Image point grounding data -
____

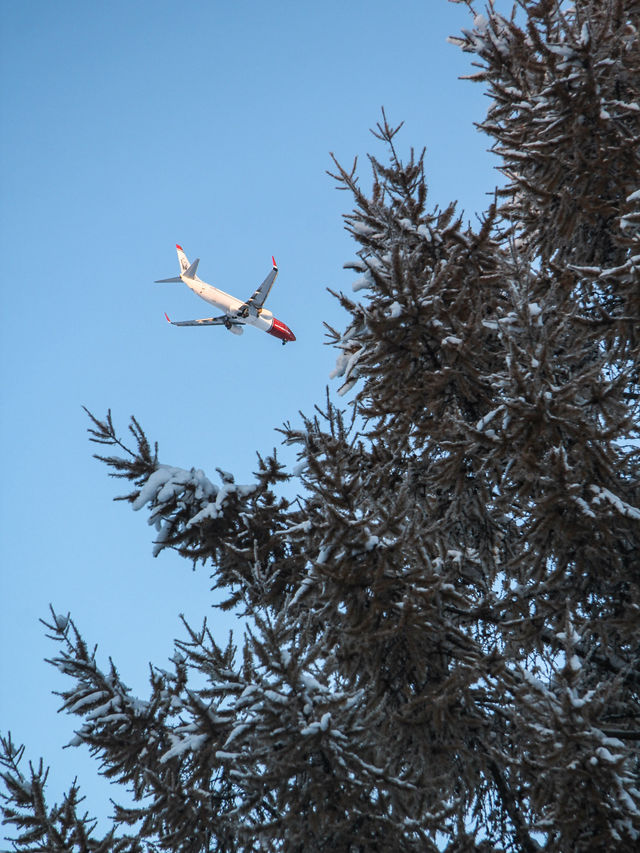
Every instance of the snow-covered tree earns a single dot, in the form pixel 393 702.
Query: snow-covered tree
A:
pixel 441 650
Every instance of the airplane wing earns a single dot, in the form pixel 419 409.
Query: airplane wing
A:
pixel 260 295
pixel 207 321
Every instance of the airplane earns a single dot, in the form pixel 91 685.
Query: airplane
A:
pixel 236 312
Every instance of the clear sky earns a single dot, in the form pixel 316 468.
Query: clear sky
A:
pixel 128 127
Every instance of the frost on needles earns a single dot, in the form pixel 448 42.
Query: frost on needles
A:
pixel 441 644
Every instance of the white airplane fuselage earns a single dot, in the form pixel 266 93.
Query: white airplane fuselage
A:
pixel 235 313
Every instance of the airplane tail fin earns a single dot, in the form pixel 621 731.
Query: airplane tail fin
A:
pixel 186 269
pixel 190 272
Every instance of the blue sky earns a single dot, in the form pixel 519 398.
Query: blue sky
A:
pixel 128 127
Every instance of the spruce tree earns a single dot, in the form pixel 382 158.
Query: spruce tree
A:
pixel 441 647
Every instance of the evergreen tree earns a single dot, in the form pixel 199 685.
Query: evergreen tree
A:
pixel 441 649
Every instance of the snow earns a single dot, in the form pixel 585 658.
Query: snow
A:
pixel 89 699
pixel 193 743
pixel 488 417
pixel 166 482
pixel 534 309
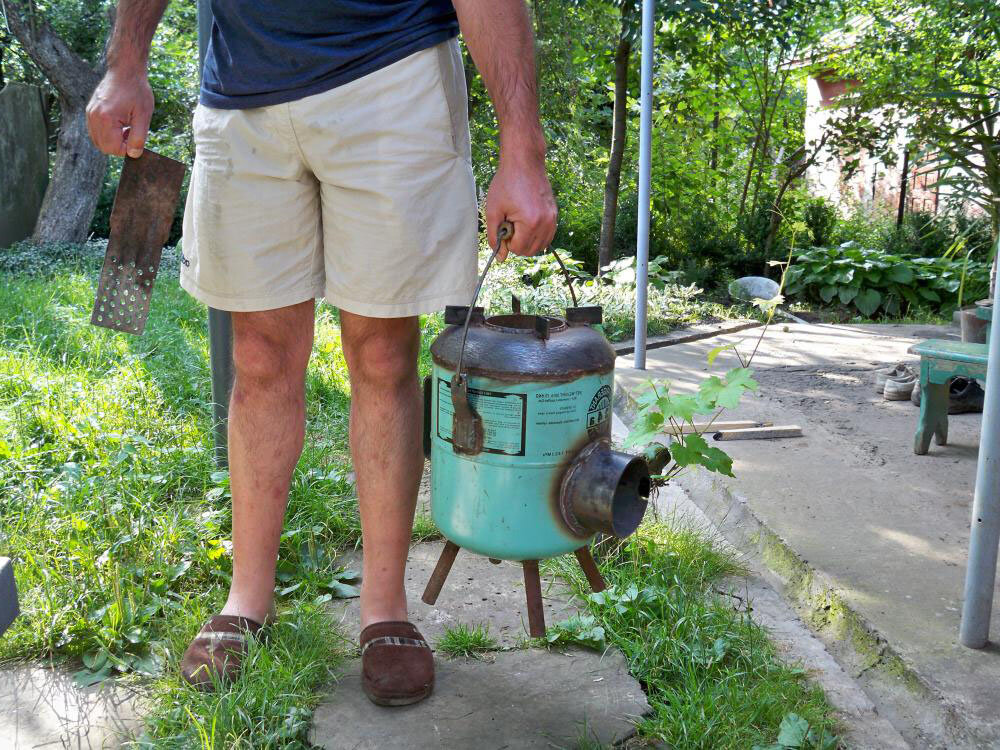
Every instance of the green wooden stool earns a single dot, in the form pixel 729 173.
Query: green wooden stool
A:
pixel 940 361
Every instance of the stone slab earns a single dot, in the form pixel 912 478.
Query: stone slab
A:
pixel 887 530
pixel 8 594
pixel 42 707
pixel 518 700
pixel 476 592
pixel 25 159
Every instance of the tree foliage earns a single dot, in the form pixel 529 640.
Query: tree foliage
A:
pixel 927 73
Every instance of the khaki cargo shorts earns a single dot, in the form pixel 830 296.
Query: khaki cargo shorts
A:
pixel 363 194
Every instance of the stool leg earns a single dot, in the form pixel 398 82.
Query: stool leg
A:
pixel 933 416
pixel 533 590
pixel 590 570
pixel 440 573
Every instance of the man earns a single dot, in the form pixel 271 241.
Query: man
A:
pixel 332 160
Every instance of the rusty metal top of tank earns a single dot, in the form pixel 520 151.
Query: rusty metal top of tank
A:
pixel 508 348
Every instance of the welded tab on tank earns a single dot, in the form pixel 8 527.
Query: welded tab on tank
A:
pixel 466 425
pixel 502 417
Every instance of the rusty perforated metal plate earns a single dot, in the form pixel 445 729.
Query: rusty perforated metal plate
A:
pixel 140 224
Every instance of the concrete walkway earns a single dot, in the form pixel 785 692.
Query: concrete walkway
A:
pixel 515 697
pixel 43 708
pixel 868 539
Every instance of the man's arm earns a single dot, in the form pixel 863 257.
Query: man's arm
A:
pixel 122 104
pixel 498 35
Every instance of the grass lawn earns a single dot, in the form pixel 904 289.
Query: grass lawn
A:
pixel 119 526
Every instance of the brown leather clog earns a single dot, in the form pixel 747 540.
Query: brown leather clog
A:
pixel 397 666
pixel 216 654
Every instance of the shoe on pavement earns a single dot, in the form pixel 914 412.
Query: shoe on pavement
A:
pixel 397 666
pixel 896 371
pixel 965 396
pixel 899 388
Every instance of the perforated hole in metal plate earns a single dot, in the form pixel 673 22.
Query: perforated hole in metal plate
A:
pixel 123 295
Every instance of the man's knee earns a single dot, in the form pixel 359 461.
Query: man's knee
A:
pixel 266 354
pixel 382 353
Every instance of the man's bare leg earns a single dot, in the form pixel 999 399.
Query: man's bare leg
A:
pixel 386 448
pixel 266 430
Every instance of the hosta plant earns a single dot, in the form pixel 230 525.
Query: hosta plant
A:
pixel 872 281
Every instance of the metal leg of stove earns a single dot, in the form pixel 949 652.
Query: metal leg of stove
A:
pixel 441 570
pixel 533 590
pixel 590 570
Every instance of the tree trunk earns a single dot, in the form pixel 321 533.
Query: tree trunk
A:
pixel 612 183
pixel 69 203
pixel 68 206
pixel 903 184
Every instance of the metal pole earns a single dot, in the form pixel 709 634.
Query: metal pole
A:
pixel 980 575
pixel 220 324
pixel 645 163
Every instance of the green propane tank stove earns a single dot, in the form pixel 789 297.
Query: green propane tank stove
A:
pixel 517 426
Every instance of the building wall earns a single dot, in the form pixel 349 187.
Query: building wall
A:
pixel 874 184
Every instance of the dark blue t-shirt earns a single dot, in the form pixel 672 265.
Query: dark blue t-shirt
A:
pixel 268 51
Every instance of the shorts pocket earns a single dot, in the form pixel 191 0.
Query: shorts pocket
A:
pixel 449 56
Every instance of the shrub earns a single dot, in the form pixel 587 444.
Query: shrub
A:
pixel 872 280
pixel 820 217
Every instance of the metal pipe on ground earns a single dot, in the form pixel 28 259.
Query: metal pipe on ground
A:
pixel 645 163
pixel 980 575
pixel 220 324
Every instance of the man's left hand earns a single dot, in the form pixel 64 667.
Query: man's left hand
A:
pixel 521 194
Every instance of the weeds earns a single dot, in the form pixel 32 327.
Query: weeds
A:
pixel 711 675
pixel 468 641
pixel 120 525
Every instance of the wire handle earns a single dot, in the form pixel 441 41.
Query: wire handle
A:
pixel 467 433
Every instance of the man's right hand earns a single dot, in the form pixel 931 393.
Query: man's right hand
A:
pixel 119 112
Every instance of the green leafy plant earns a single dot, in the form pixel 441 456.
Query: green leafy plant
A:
pixel 579 630
pixel 795 733
pixel 872 281
pixel 623 271
pixel 664 415
pixel 469 641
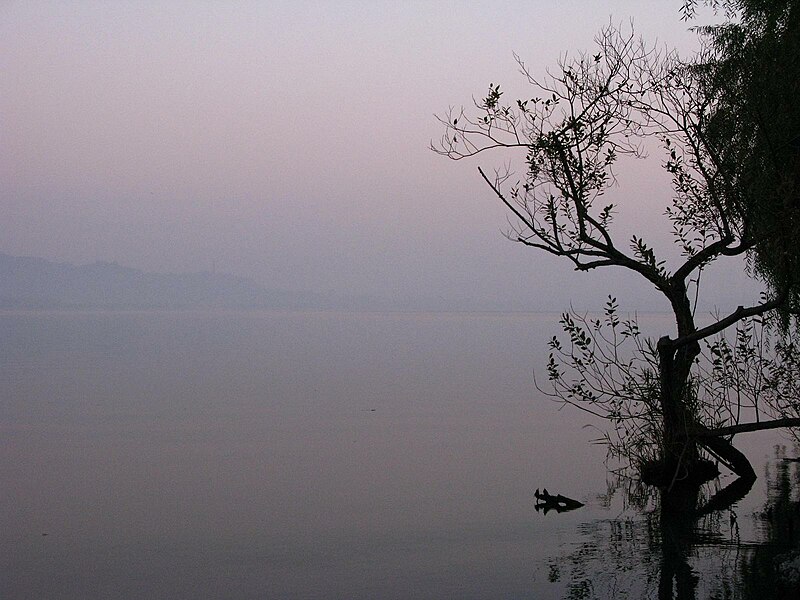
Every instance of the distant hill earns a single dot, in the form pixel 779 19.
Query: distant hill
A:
pixel 27 282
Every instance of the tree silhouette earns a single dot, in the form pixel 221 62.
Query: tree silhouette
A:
pixel 568 137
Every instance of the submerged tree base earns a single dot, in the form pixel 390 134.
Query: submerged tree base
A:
pixel 666 474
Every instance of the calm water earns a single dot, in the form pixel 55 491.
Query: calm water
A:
pixel 305 455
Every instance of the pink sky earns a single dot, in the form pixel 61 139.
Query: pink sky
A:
pixel 287 141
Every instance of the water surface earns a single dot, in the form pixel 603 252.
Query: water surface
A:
pixel 302 455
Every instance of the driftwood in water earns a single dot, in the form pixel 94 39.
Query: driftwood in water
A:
pixel 546 502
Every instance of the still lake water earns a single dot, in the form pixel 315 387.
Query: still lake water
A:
pixel 318 455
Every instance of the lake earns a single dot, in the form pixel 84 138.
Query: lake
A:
pixel 217 454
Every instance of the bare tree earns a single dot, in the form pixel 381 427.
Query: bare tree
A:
pixel 570 134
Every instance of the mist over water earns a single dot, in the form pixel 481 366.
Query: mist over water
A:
pixel 291 455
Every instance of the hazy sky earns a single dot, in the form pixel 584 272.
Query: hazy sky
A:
pixel 288 141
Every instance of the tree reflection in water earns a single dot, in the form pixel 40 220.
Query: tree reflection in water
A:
pixel 686 544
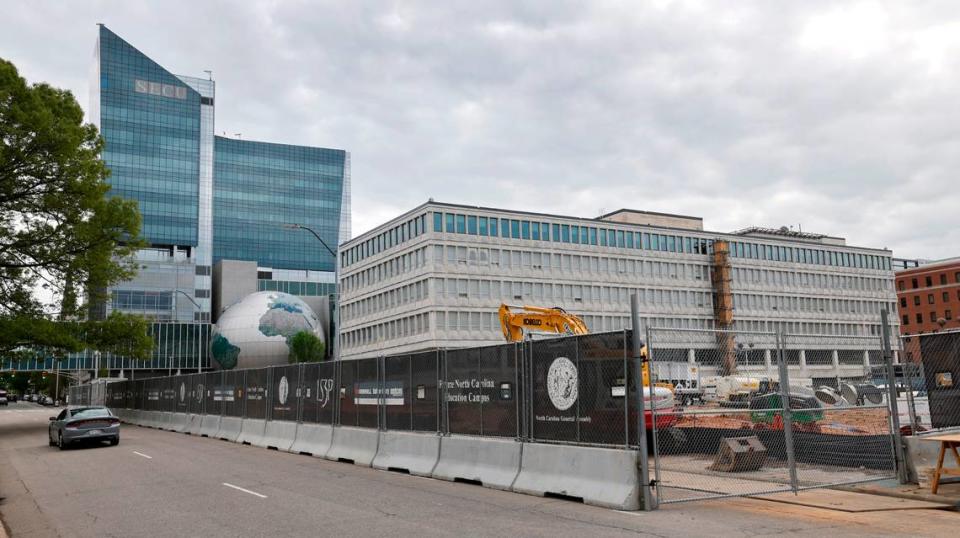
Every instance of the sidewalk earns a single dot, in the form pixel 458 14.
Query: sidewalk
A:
pixel 949 493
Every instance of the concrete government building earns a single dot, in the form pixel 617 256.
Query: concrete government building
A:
pixel 435 276
pixel 206 199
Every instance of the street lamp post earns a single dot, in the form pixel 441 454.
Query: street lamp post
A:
pixel 199 334
pixel 336 282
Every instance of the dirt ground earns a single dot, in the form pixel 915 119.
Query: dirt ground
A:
pixel 850 421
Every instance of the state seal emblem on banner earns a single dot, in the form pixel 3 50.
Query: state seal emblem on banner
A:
pixel 283 390
pixel 562 383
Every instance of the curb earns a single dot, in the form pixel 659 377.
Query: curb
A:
pixel 914 496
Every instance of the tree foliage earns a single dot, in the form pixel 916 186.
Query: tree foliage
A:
pixel 306 347
pixel 60 232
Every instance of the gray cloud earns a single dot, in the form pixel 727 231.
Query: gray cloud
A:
pixel 838 118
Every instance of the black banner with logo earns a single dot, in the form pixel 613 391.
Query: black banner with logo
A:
pixel 480 391
pixel 398 406
pixel 195 394
pixel 319 395
pixel 213 400
pixel 580 389
pixel 360 394
pixel 425 375
pixel 285 392
pixel 255 393
pixel 154 389
pixel 554 389
pixel 231 393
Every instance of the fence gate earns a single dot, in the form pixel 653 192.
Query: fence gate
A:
pixel 756 413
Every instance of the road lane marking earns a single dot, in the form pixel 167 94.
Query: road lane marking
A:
pixel 245 490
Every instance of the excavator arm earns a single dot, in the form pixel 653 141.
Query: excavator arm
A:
pixel 535 318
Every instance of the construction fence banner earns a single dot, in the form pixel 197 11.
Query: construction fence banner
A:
pixel 479 388
pixel 318 393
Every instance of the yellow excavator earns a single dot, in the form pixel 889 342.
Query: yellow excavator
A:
pixel 557 321
pixel 534 318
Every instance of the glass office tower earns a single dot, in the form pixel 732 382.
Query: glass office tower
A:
pixel 261 186
pixel 204 197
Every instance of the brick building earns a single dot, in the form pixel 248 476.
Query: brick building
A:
pixel 929 300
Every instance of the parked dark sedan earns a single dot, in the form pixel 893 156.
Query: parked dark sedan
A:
pixel 79 424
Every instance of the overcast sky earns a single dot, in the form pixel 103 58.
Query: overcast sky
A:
pixel 843 120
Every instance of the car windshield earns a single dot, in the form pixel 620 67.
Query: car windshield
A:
pixel 89 412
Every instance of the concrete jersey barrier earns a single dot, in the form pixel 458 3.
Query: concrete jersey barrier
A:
pixel 251 432
pixel 358 445
pixel 600 476
pixel 278 434
pixel 313 439
pixel 194 421
pixel 494 463
pixel 177 422
pixel 229 428
pixel 209 425
pixel 413 452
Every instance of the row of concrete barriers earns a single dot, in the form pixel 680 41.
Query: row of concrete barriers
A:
pixel 599 476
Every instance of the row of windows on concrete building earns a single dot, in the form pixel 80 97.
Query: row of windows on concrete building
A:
pixel 396 266
pixel 486 326
pixel 571 264
pixel 544 292
pixel 388 239
pixel 927 281
pixel 611 237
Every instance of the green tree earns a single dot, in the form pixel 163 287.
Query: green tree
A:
pixel 60 232
pixel 306 347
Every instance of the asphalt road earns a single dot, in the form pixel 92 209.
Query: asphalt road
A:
pixel 166 484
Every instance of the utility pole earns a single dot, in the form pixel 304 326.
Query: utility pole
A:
pixel 336 283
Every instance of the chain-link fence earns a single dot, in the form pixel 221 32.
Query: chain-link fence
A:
pixel 727 412
pixel 928 381
pixel 760 413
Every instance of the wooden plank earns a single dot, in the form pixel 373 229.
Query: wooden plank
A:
pixel 952 437
pixel 846 501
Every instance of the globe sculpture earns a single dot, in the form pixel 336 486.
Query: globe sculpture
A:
pixel 257 331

____

ASSIGNED TASK - Search the records above for the word "dirt", then say how many lines contain it. Give the number alone.

WRITTEN RESPONSE - 2